Mit unserem Landesantidiskriminierungsgesetz spannen wir ein Sicherheitsnetz für alle Menschen in Bayern auf.

Denn Bayern ist vielfältig: Über 13 Millionen Menschen nennen Bayern ihr zu Hause. Gut die Hälfte davon sind Frauen. Um die 15 % der Bürger*innen haben eine Migrationsbiografie. Über 500.000 sind Muslime, ungefähr 18.000 sind Jüd*innen. Etwa 5 bis 7 % sind queer. 1,5 Millionen Menschen in Bayern haben eine Schwerbehinderung.

Aber machen wir uns nichts vor: Nicht alle 13 Millionen Menschen leben diskriminierungsfrei und sicher bei uns. Um es mal salopp auszudrücken: Wenn du nicht weiß, heterosexuell und ein Mann bist, ist die Wahrscheinlichkeit, dass du Diskriminierungen in deinem Leben erfährst, sehr hoch. Das zeigen die Zahlen eindeutig:

  • Die Recherche- und Informationsstelle Antisemitismus Bayern registrierte im letzten Jahr einen Anstieg um mehr als 30% von antisemitischen Vorfällen im vgl. zum Jahr davor
  • 31 % der Teilnehmer*innen unserer Studie „Queeres Leben in Bayern gaben an in Ämtern und anderen Verwaltungseinrichtungen diskriminiert worden zu sein.
  • 79 Mal haben sich Frauen 2020 an die Antidiskriminierungsstelle des Bundes gewandt und berichtet, dass sie aufgrund einer Schwangerschaft nicht eingestellt, ihr Arbeitsvertrag nicht verlängert oder ihnen gekündigt wurde oder sie anderweitig schlechtergestellt wurden.

Kolleginnen und Kollegen, das geht so nicht.

Wie Menschen von anderen Menschen behandelt werden – benachteiligt, herabgewürdigt, zurückgesetzt – das ist keine Privatsache.

**VORLIEGENDE EINTRÄGE:**
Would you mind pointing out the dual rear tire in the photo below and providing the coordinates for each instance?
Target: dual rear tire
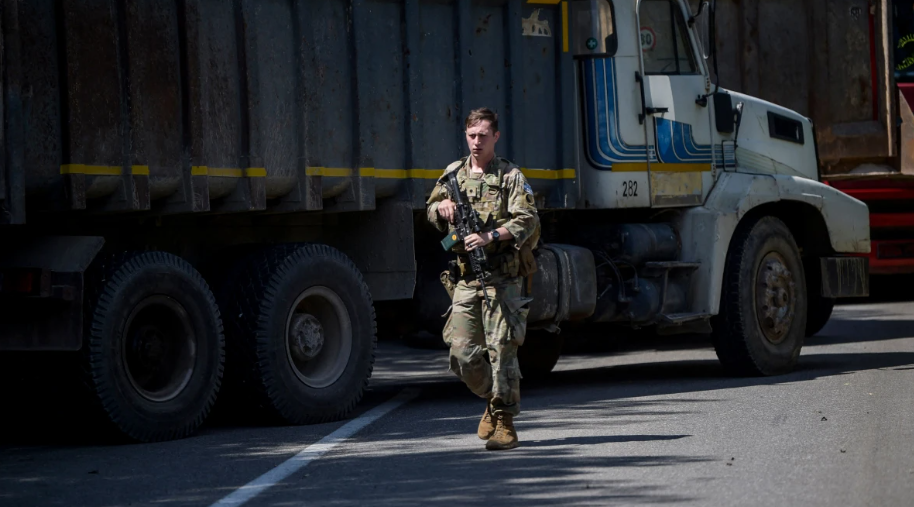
(300, 339)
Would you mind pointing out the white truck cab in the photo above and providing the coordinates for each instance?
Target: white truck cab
(757, 246)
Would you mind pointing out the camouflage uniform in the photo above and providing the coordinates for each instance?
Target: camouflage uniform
(472, 329)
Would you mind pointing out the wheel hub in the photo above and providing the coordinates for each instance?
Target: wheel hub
(159, 348)
(775, 298)
(306, 337)
(318, 337)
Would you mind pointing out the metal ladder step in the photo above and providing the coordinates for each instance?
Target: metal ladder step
(676, 319)
(672, 265)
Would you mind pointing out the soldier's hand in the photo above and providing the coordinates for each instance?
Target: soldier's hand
(447, 210)
(474, 241)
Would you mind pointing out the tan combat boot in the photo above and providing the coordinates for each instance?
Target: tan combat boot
(486, 424)
(505, 436)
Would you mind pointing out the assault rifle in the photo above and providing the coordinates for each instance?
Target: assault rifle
(466, 222)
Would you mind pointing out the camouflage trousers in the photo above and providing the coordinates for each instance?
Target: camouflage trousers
(475, 332)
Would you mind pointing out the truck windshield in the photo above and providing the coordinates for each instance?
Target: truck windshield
(593, 28)
(664, 39)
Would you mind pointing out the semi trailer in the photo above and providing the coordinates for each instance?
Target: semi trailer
(209, 199)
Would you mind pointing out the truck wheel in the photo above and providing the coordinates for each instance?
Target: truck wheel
(539, 354)
(154, 349)
(303, 324)
(762, 320)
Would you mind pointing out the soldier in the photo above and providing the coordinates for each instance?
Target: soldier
(498, 191)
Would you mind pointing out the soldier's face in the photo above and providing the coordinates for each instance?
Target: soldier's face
(481, 140)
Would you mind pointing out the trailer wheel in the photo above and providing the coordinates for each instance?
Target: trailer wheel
(302, 323)
(762, 320)
(154, 349)
(539, 354)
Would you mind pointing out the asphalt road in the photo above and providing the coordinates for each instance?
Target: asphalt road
(653, 423)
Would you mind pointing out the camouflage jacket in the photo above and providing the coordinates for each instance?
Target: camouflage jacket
(508, 203)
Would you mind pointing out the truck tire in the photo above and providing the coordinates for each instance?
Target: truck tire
(762, 319)
(154, 350)
(539, 354)
(302, 331)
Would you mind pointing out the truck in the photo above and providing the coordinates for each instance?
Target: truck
(209, 199)
(849, 65)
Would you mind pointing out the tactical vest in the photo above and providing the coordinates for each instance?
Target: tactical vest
(487, 194)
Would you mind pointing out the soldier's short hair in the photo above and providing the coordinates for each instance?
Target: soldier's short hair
(482, 114)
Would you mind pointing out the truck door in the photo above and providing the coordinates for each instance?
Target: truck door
(679, 125)
(614, 144)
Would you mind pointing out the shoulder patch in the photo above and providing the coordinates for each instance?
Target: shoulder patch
(453, 166)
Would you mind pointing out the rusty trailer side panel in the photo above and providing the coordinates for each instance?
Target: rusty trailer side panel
(188, 106)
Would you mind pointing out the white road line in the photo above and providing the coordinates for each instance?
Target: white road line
(314, 451)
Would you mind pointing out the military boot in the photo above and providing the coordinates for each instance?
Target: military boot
(486, 424)
(505, 436)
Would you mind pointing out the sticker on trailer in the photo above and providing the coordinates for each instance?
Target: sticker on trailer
(648, 38)
(534, 26)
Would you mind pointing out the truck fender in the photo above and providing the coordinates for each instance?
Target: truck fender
(708, 229)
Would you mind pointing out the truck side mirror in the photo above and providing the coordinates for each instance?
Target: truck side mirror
(723, 112)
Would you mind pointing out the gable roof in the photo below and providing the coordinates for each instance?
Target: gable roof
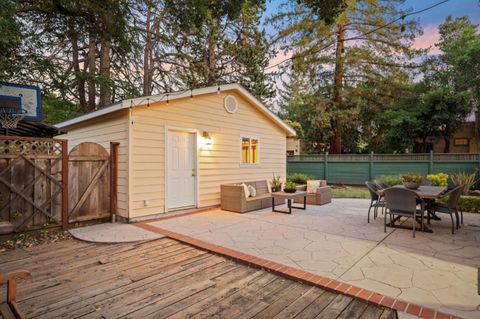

**AUFGABENLISTE:**
(a) Wie viele Menschen in Bayern haben laut dem Text zum bayerischen Landesantidiskriminierungsgesetz eine Schwerbehinderung?
(b) Führen Sie den Text zum bayerischen Landesantidiskriminierungsgesetz im Anschluss an seinen letzten Satz fort.

**ERGEBNISSE JE AUFGABE:**
(a) 1,5 Millionen Menschen.

(b)
Es ist vorrangig Aufgabe des Staates, das höchste Gut des Menschen, seine Würde, zu schützen. Wir wolle ein Bayern, das frei von Diskriminierung ist!

Da von der Bayerischen Staatsregierung in diesem Bereich seit Jahren außer Beschwichtigungen wenig kommt, nehmen wir Grüne jetzt das Heft des Handelns in die Hand.

Unsere Handlungsstrategie gegen Diskriminierung und jede Form von gruppenbezogener Menschenfeindlichkeit enthält drei zentrale Bausteine:

(1) Landesaktionsplan gegen Rassismus, Antisemitismus und gruppenbezogene Menschenfeindlichkeit

(2)  Einrichtung einer Bayerischen Landesantidiskriminierungsstelle

(3) Landesantidiskriminierungsgesetz für Bayern – welches wir heute hier einbringen.

Denn der Bayerische Gesetzgeber, also wir, ist kompetenzrechtlich dafür zuständig, den Diskriminierungsschutz in den öffentlichen Einrichtungen des Freistaates (z.B. Schulen, Gerichten, Behörden, Polizei) zu gewährleisten.

Unzählige Beratungsstellen haben uns berichtet, dass sie vielen Bürger*innen, die durch staatliches Handeln diskriminiert wurden, ohne gesetzliche Grundlage nicht weiterhelfen können.

Faktisch sind Bürger*innen, die in einer Behörde rassistisch beleidigt werden in Bayern weniger geschützt, als Bürger*innen, denen wegen ihrer Hautfarbe der Zutritt zu einem Club verweigert wird. Diskriminierungsschutz darf jedoch an den staatlichen Türen nicht halt machen.

Im Gegenteil: öffentliche Stellen müssen beim Diskriminierungsschutz Vorbild sein!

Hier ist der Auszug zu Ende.